EXERCISE AIM: Filter the entries down to the lines containing "simplified", and copy those lines.
(EXERCISE DATA begins)
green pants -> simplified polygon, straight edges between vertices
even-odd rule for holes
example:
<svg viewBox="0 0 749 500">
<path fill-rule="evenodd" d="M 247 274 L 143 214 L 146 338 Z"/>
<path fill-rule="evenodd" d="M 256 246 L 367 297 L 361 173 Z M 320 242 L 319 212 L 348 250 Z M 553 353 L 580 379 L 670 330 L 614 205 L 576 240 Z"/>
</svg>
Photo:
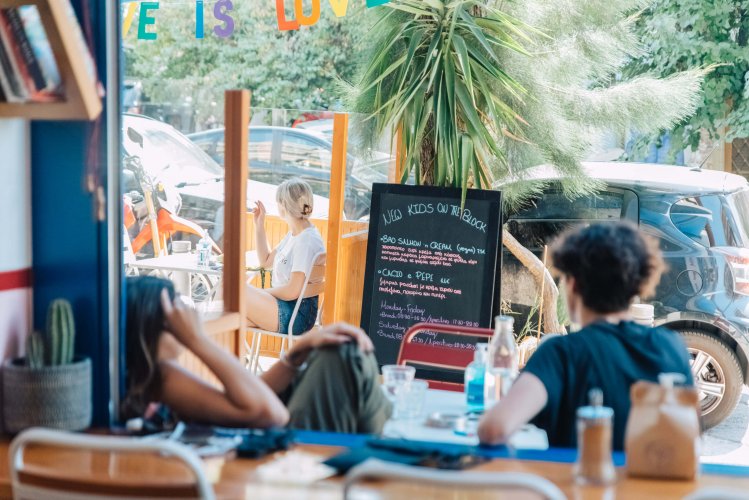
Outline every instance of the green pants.
<svg viewBox="0 0 749 500">
<path fill-rule="evenodd" d="M 318 349 L 282 399 L 289 427 L 328 432 L 376 434 L 392 405 L 377 380 L 374 354 L 354 343 Z"/>
</svg>

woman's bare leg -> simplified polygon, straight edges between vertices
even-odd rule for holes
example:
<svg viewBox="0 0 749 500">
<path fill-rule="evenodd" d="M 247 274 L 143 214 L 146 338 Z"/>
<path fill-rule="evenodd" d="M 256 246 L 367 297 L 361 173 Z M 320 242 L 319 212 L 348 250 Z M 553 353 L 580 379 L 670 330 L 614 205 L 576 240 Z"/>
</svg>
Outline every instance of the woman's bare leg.
<svg viewBox="0 0 749 500">
<path fill-rule="evenodd" d="M 248 285 L 245 304 L 250 326 L 271 332 L 278 331 L 278 302 L 273 295 Z"/>
</svg>

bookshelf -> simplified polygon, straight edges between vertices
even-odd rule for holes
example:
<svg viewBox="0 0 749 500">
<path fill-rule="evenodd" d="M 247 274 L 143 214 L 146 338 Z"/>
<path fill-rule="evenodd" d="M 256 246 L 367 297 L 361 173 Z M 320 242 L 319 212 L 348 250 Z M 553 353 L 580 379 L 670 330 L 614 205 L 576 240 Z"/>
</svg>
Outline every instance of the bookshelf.
<svg viewBox="0 0 749 500">
<path fill-rule="evenodd" d="M 77 38 L 77 21 L 67 0 L 0 0 L 0 9 L 35 5 L 52 48 L 63 96 L 55 102 L 0 102 L 0 118 L 30 120 L 93 120 L 102 111 L 97 81 L 86 67 L 86 47 Z"/>
</svg>

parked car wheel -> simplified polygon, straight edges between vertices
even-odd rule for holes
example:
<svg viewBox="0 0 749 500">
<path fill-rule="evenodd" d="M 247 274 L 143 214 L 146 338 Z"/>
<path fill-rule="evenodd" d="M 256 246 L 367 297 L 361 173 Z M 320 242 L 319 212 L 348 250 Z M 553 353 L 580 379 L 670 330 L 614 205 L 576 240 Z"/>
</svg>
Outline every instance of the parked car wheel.
<svg viewBox="0 0 749 500">
<path fill-rule="evenodd" d="M 736 354 L 722 341 L 698 331 L 679 332 L 687 344 L 705 429 L 726 419 L 739 402 L 744 375 Z"/>
</svg>

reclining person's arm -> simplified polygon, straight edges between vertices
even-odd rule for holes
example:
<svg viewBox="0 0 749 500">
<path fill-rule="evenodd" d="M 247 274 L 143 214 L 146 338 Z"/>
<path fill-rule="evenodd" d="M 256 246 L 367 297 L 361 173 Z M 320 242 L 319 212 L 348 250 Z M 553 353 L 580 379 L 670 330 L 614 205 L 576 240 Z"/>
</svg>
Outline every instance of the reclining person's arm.
<svg viewBox="0 0 749 500">
<path fill-rule="evenodd" d="M 160 400 L 181 418 L 218 425 L 272 427 L 285 425 L 286 407 L 258 377 L 203 333 L 197 313 L 162 295 L 169 331 L 216 375 L 219 390 L 180 367 L 161 361 Z"/>
</svg>

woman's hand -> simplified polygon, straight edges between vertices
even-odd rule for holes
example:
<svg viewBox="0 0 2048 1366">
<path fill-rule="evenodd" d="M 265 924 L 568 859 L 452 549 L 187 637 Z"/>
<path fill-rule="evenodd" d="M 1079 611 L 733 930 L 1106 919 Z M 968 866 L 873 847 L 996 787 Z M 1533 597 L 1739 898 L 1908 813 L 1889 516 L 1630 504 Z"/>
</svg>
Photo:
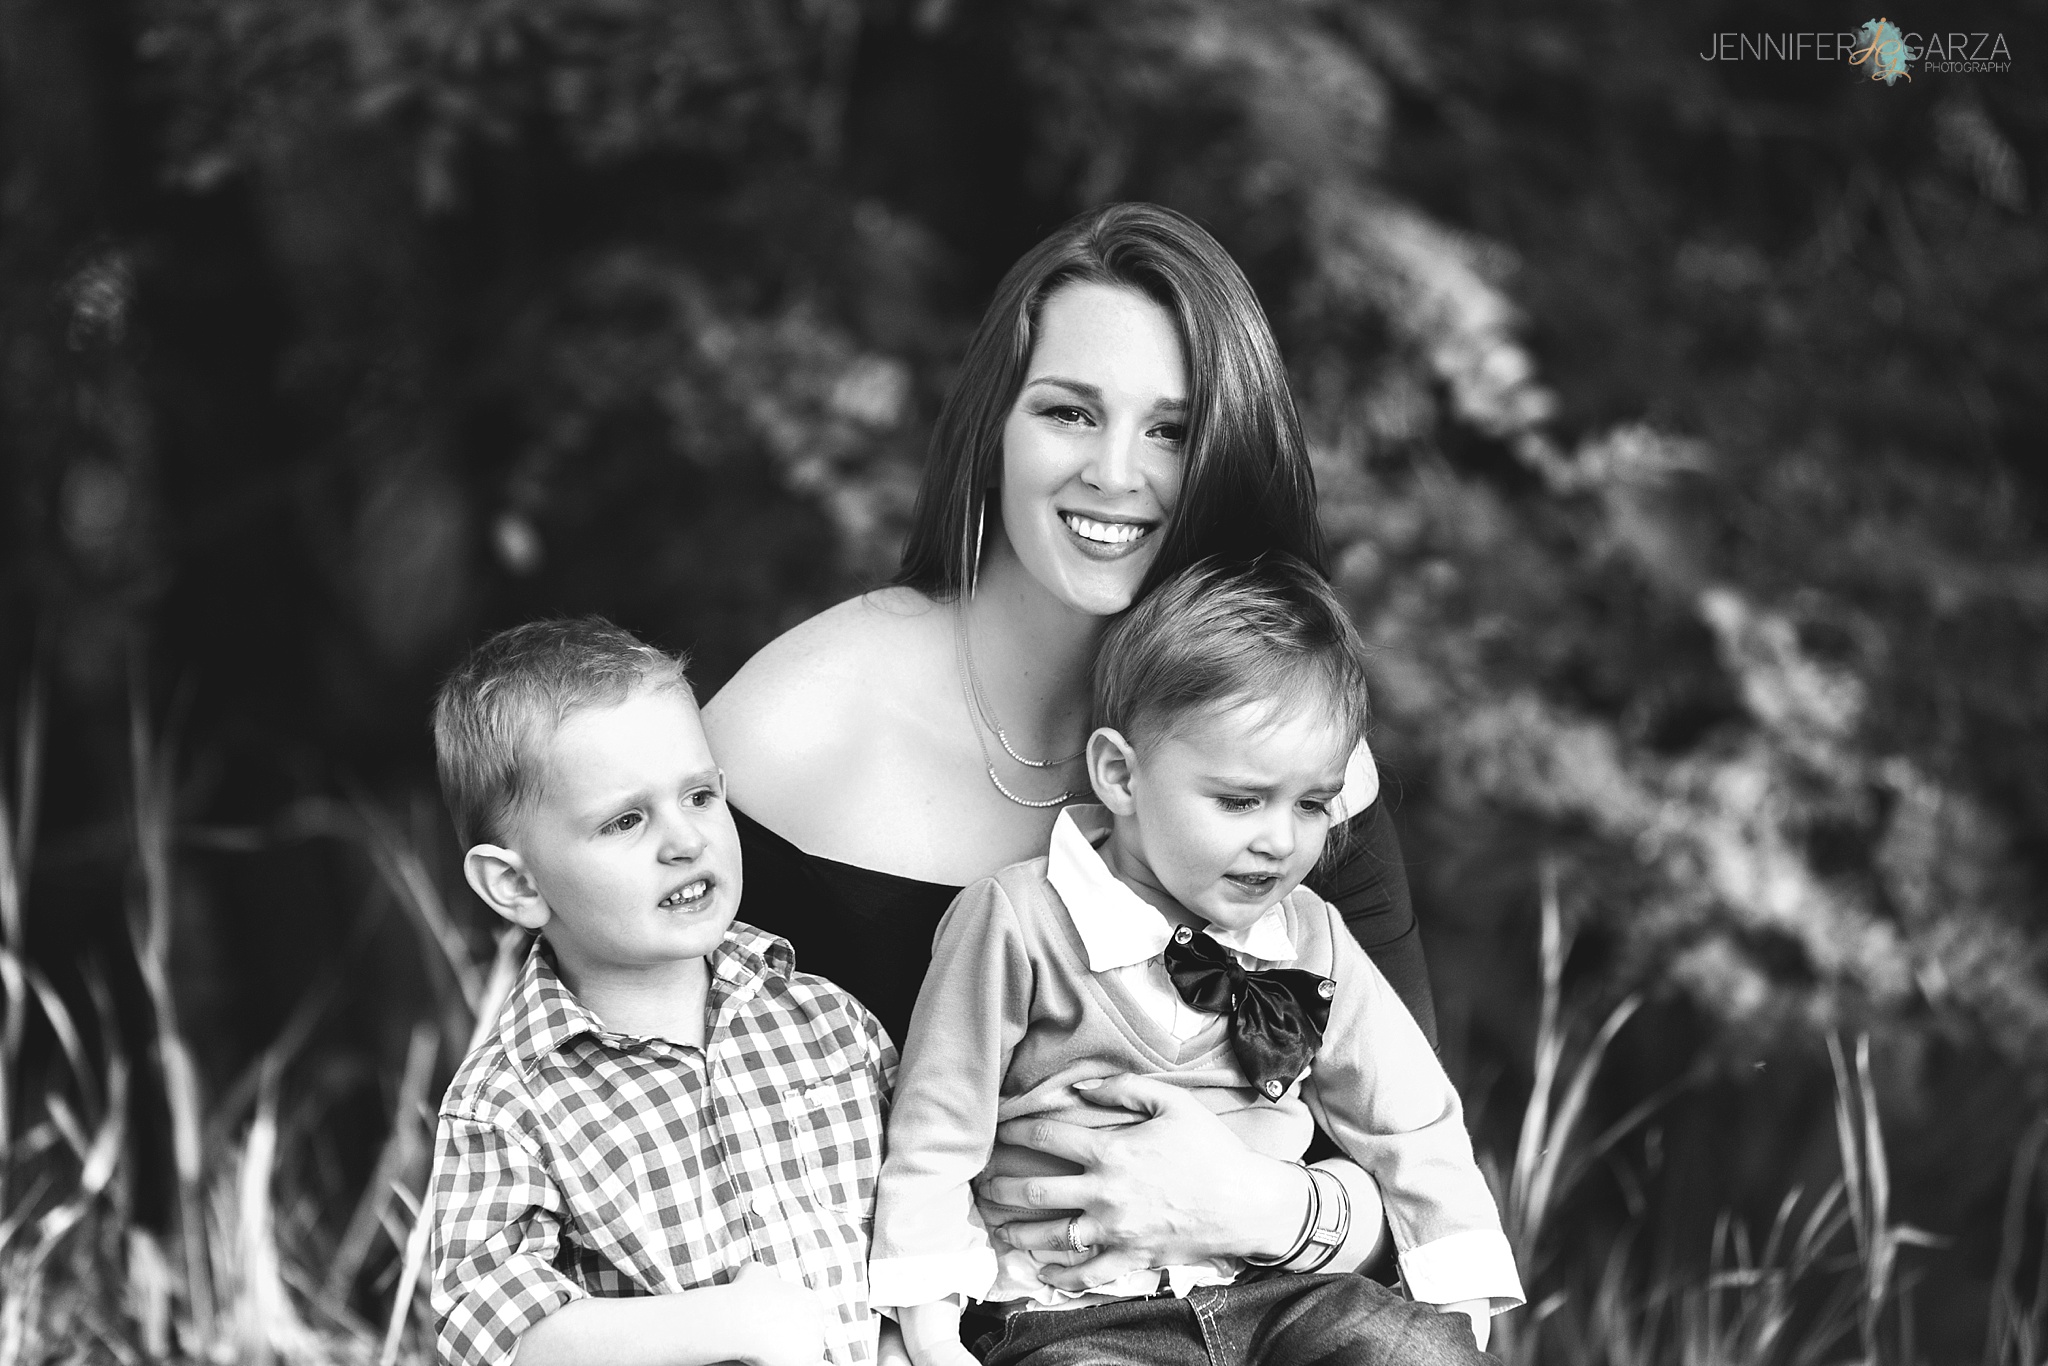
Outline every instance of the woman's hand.
<svg viewBox="0 0 2048 1366">
<path fill-rule="evenodd" d="M 1065 1252 L 1068 1226 L 1092 1254 L 1046 1267 L 1040 1279 L 1086 1290 L 1128 1271 L 1189 1266 L 1215 1257 L 1278 1256 L 1301 1229 L 1308 1191 L 1301 1168 L 1239 1141 L 1177 1086 L 1120 1076 L 1074 1084 L 1091 1105 L 1129 1110 L 1134 1124 L 1091 1129 L 1048 1118 L 1011 1120 L 999 1142 L 1033 1148 L 1085 1168 L 1073 1176 L 994 1176 L 985 1199 L 1024 1209 L 1080 1210 L 1078 1216 L 1004 1225 L 1012 1247 Z"/>
</svg>

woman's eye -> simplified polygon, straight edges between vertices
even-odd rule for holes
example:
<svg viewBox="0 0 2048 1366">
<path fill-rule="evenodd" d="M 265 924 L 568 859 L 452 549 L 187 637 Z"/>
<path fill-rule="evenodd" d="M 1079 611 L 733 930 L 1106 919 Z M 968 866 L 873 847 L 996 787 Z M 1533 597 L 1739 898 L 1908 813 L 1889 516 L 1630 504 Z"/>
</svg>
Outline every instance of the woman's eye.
(EXERCISE DATA ends)
RESULT OF THE EXERCISE:
green pants -> simplified polygon, straight edges between vertices
woman's bare leg -> simplified polygon, straight edges between vertices
bookshelf -> simplified polygon, straight edges between vertices
parked car wheel -> simplified polygon, straight edges between vertices
reclining person's arm -> simplified polygon, straight edges between vertices
woman's hand -> simplified polygon, straight edges between vertices
woman's eye -> simplified polygon, straight edges between vertices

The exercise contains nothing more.